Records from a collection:

##########

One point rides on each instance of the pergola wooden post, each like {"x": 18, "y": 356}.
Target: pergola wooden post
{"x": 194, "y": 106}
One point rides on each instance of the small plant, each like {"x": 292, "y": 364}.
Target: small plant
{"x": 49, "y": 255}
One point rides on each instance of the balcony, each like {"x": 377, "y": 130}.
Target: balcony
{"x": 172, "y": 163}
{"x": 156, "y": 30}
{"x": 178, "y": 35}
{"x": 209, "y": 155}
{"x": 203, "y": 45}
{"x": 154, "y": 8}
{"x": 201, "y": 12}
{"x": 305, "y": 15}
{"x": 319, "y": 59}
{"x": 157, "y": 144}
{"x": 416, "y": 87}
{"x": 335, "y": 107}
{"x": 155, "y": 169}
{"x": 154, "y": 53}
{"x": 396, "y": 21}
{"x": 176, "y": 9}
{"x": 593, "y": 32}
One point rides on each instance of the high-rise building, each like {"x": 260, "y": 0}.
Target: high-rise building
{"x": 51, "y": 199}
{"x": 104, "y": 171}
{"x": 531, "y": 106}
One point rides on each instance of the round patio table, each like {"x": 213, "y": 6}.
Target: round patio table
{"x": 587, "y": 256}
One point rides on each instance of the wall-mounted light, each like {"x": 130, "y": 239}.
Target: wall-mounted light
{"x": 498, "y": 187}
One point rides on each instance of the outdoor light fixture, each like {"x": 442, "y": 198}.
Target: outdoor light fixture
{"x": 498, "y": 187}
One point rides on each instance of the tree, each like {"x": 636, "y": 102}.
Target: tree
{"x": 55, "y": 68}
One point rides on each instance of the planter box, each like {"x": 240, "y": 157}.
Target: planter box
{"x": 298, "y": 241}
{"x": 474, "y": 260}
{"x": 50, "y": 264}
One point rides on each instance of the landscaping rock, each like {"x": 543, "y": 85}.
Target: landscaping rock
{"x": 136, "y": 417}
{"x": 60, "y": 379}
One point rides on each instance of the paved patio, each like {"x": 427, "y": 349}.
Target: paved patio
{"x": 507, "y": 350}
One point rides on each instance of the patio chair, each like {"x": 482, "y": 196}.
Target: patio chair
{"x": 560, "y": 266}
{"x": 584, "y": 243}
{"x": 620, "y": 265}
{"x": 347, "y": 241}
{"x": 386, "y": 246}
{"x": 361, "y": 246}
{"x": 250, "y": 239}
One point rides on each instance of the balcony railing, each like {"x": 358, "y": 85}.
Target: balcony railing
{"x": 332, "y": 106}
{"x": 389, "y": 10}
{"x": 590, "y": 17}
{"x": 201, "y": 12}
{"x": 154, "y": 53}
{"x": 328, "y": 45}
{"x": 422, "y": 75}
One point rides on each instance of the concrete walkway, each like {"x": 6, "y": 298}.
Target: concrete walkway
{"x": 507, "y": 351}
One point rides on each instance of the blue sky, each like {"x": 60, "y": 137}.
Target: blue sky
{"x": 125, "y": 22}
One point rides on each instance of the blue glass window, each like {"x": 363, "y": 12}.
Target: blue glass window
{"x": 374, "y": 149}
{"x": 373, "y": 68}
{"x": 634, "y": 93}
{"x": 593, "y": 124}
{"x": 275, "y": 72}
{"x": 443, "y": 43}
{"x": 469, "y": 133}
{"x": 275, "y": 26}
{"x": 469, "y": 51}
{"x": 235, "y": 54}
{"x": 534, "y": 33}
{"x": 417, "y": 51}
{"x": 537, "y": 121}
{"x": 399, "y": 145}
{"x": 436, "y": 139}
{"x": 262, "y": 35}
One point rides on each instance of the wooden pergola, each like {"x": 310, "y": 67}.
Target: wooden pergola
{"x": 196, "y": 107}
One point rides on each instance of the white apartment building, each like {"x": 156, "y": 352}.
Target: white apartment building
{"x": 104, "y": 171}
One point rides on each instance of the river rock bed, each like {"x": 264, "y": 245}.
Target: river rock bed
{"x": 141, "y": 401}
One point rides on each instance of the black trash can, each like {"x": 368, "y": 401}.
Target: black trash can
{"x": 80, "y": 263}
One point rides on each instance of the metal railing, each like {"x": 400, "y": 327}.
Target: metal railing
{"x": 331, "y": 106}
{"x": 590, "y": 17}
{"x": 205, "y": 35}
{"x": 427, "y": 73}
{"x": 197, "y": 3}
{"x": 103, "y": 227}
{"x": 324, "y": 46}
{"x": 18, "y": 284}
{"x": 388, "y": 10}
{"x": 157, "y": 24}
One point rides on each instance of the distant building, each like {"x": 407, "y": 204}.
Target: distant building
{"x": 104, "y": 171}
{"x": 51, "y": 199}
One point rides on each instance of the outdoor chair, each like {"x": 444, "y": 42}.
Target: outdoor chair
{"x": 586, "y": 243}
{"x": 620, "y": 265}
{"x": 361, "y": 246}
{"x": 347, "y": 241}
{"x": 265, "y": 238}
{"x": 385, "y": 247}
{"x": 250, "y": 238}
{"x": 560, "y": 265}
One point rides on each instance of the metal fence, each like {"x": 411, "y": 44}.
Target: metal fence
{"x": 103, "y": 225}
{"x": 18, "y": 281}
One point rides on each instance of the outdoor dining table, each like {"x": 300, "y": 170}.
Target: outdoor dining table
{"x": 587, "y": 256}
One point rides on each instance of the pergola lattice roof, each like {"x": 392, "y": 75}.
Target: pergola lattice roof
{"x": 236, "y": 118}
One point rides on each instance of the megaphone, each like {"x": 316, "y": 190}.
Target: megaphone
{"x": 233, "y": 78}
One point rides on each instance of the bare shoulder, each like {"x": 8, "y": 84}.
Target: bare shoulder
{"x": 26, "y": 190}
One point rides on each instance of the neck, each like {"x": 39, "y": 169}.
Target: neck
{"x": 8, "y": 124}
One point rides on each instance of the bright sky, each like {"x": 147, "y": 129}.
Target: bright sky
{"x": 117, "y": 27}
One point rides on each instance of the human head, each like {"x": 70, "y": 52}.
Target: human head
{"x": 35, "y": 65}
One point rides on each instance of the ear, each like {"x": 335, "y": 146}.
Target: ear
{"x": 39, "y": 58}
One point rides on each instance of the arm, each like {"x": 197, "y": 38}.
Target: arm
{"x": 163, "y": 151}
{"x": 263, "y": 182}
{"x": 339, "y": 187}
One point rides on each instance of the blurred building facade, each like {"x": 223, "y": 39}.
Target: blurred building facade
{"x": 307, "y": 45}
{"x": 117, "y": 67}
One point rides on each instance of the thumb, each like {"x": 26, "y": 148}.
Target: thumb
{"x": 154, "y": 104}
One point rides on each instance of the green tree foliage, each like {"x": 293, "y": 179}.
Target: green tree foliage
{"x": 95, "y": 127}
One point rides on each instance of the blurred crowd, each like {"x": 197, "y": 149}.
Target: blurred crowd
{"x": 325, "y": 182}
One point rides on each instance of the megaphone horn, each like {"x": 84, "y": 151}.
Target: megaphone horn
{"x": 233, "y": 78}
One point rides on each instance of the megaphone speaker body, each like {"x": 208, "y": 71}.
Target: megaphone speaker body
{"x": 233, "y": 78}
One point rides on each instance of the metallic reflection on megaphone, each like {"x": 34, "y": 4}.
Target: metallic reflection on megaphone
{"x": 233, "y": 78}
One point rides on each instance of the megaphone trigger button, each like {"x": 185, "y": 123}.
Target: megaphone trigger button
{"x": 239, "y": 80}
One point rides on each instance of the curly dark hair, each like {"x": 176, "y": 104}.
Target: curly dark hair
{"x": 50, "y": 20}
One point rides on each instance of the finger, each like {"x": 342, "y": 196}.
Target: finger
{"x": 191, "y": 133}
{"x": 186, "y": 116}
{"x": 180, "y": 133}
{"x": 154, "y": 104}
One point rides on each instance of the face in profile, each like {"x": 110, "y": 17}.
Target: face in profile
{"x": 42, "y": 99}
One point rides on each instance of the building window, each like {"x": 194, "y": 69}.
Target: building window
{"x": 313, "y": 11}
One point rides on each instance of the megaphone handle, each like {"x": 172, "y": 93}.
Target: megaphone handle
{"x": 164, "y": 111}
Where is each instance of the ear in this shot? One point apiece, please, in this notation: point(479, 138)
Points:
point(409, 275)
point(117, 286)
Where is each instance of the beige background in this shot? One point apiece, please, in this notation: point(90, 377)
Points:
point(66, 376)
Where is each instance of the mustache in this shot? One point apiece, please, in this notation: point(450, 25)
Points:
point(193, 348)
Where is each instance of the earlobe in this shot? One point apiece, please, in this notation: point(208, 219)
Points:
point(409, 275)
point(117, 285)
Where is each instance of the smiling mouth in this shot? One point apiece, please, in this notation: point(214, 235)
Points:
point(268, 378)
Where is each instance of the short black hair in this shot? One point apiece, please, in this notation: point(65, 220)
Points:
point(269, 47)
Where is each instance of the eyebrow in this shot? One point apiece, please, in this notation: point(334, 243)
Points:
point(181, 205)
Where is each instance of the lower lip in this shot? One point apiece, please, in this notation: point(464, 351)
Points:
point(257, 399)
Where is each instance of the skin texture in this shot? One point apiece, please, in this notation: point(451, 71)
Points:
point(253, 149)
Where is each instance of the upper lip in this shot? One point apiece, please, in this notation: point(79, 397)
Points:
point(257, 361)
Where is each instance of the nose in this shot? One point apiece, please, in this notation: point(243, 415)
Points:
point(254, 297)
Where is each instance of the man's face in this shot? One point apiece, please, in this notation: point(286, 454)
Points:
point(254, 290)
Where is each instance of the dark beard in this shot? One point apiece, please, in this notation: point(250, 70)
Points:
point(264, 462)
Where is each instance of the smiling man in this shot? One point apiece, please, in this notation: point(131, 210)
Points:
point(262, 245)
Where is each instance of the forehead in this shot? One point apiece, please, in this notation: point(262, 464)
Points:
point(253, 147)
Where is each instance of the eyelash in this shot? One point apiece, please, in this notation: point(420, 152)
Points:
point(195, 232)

##########

REQUIREMENT:
Starting at the line that contains "Where is each instance of the ear in" and ending with the line that contains "point(257, 399)", write out every line of the material again, requests included. Add 67 to each coordinate in the answer points.

TASK ANSWER:
Where is each instance of the ear in this shot? One point apiece, please, in this notation: point(479, 138)
Points:
point(476, 342)
point(184, 353)
Where is each instance of the beige background in this shot? One point apiece, please, in this notation: point(90, 377)
Points:
point(133, 443)
Where is each instance of the mustache in this shot? One point apiece, please, in this notation: point(450, 25)
Points:
point(260, 415)
Where is each instance of the earlobe in this shot? One point apiece, please, in this notation: point(208, 219)
Points:
point(476, 342)
point(184, 352)
Where is each instance of the smiling mouth in this shot? One point apiece, please, in this notation: point(214, 235)
Points:
point(335, 445)
Where is each instance of the short black hair in this shot? One point apiece, please, in this notation: point(65, 220)
Points:
point(336, 114)
Where is each instance of the eyebrow in this shot? One point apiece, please, in this notation: point(334, 243)
Points:
point(248, 272)
Where is each instance of the lower lip in this shot? One point apiece, please, in this notation: point(464, 351)
Points:
point(324, 466)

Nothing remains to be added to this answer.